* Exercise brief
From the records below, copy word for word every line between the one containing "cheek for the gripper to approach." and the one containing "left=49, top=33, right=52, bottom=37", inclusive.

— start —

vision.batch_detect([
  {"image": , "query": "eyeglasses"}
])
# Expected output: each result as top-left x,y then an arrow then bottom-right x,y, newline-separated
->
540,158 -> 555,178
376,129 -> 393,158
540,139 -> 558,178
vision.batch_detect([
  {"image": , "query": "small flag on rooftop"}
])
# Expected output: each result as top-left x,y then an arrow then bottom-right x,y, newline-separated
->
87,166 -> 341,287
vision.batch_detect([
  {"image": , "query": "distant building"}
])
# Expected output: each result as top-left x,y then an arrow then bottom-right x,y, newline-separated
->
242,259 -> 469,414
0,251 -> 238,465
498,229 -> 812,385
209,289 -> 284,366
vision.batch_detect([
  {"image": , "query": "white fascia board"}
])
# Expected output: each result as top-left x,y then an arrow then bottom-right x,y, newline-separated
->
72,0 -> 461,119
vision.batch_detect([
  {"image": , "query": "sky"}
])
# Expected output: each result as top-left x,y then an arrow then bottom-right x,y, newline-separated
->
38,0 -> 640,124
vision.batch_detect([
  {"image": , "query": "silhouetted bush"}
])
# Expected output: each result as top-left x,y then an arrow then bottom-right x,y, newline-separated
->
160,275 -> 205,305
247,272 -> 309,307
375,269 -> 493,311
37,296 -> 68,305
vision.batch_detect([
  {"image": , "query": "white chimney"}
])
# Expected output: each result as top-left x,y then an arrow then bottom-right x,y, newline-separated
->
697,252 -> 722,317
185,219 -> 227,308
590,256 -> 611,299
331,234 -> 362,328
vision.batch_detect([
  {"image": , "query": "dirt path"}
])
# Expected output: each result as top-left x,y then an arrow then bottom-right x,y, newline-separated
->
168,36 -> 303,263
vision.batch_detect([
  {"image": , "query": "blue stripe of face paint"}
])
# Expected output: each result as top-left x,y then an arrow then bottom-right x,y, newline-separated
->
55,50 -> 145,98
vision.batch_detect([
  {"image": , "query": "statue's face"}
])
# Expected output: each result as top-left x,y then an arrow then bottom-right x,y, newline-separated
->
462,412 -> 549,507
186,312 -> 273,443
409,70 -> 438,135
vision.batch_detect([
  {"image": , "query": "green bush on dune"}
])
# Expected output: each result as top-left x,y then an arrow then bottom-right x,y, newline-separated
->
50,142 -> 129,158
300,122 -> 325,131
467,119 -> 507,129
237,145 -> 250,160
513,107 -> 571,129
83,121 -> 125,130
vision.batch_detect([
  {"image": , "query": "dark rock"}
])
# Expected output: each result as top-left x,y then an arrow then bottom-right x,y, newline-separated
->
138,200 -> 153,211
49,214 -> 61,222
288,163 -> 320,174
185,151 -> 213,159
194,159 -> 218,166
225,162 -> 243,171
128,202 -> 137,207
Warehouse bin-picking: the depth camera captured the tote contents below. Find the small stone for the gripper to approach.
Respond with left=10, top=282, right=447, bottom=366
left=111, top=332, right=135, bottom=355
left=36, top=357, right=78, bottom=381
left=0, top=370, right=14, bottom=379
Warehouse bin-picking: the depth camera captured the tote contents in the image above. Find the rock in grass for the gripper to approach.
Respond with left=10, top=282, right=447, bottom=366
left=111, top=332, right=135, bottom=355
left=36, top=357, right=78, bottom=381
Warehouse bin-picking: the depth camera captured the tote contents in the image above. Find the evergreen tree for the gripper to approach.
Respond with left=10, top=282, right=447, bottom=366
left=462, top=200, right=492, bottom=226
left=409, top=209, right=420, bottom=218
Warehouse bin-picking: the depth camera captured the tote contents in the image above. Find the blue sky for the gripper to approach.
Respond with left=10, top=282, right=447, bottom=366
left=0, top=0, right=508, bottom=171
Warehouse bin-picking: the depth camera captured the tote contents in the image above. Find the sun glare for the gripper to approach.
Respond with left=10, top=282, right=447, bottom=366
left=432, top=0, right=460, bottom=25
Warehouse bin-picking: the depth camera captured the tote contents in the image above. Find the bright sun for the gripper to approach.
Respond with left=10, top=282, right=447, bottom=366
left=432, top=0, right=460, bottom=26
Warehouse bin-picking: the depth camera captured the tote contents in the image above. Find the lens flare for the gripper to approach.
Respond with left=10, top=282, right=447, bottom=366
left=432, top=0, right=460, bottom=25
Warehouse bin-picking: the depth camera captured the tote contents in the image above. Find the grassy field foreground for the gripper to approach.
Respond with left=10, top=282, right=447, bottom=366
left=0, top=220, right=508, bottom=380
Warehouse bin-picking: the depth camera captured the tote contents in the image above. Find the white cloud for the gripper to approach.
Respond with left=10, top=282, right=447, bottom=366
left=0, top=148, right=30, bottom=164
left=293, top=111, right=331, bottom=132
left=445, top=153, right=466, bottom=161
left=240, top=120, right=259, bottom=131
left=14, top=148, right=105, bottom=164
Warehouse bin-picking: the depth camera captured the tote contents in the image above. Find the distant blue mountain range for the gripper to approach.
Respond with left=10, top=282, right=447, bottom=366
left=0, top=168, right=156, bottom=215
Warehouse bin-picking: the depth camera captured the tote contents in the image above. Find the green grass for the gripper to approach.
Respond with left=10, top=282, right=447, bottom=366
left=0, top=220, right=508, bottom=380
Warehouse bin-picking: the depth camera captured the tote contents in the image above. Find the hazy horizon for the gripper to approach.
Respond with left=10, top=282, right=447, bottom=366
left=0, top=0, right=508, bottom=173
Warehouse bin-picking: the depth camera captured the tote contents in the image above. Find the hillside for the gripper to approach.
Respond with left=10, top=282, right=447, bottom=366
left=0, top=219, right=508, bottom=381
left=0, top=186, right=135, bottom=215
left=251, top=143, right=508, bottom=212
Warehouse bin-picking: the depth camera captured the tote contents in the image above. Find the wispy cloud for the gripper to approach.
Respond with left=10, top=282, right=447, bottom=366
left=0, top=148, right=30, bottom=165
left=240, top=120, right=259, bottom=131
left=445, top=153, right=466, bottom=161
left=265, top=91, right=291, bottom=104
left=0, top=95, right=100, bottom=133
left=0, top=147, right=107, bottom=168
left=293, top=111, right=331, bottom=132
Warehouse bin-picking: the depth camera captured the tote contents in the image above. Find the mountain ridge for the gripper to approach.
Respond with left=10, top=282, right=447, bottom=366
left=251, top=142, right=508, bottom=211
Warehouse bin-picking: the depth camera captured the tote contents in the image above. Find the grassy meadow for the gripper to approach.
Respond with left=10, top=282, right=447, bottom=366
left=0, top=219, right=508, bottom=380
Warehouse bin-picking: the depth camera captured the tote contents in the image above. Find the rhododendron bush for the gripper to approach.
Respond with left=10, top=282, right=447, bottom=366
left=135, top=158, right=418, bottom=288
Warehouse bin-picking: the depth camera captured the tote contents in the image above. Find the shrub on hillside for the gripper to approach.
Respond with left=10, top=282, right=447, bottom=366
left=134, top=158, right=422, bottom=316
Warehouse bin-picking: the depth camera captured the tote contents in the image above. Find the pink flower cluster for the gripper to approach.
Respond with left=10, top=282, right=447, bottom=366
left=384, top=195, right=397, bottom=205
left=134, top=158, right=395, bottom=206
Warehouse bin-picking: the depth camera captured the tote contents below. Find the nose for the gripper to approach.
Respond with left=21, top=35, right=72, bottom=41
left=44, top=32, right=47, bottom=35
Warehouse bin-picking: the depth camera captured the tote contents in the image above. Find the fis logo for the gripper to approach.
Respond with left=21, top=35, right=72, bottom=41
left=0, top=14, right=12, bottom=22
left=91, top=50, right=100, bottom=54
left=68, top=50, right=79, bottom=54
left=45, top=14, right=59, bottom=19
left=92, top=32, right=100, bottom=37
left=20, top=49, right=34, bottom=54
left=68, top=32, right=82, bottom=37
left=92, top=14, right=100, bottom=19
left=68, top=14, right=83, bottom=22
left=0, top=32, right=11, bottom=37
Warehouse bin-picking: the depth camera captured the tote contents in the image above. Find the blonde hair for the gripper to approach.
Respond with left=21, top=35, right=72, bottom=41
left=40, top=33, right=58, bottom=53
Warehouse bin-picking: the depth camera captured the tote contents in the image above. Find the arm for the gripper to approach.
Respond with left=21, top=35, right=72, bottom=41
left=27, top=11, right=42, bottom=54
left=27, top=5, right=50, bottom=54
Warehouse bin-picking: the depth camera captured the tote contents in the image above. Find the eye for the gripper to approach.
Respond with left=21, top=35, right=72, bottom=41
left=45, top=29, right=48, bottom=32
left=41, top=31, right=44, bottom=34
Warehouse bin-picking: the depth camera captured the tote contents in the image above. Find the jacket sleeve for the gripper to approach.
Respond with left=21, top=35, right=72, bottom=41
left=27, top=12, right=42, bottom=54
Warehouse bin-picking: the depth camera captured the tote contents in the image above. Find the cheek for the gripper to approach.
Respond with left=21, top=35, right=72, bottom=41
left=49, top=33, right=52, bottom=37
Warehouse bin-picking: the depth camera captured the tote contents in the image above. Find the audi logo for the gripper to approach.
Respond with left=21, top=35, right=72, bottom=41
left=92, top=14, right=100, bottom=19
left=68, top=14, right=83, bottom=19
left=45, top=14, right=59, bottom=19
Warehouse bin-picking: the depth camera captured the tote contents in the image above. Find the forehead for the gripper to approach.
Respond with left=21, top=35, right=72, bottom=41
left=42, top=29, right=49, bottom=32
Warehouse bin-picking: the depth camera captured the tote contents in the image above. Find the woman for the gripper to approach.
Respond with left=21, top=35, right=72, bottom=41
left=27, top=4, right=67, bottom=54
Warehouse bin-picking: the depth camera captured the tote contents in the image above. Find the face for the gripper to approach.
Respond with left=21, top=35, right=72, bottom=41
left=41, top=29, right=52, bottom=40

— end —

* Result
Warehouse bin-picking: the depth camera captured the tote contents in the image above. Find the cheek for the gripper to approach.
Respond with left=21, top=35, right=72, bottom=41
left=49, top=33, right=52, bottom=37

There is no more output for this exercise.